- [What you are asked to do]:
Please count the lines in the data below that contain the word "hill" and reply with only that number.

- [Data section]:
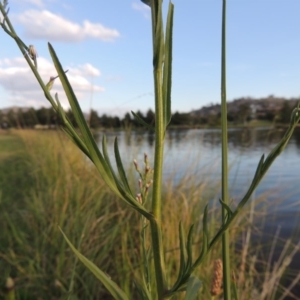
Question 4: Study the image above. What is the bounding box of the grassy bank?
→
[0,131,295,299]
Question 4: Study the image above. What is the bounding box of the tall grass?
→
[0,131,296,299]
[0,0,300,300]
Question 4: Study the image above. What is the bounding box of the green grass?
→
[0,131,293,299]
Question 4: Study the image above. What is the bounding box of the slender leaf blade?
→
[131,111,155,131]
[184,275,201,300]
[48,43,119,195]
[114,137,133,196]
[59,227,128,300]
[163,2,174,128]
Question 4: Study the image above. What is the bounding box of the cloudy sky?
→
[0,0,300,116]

--

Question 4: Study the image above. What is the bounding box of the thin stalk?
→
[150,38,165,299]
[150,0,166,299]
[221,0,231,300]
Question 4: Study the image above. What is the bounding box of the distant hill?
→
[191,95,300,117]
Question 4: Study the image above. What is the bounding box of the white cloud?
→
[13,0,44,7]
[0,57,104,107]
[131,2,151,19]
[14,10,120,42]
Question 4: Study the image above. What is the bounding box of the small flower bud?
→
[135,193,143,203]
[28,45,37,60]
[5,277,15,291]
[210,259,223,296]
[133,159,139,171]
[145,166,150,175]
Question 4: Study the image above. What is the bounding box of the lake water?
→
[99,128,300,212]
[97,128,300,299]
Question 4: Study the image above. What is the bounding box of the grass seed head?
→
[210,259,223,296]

- [Exercise solution]:
1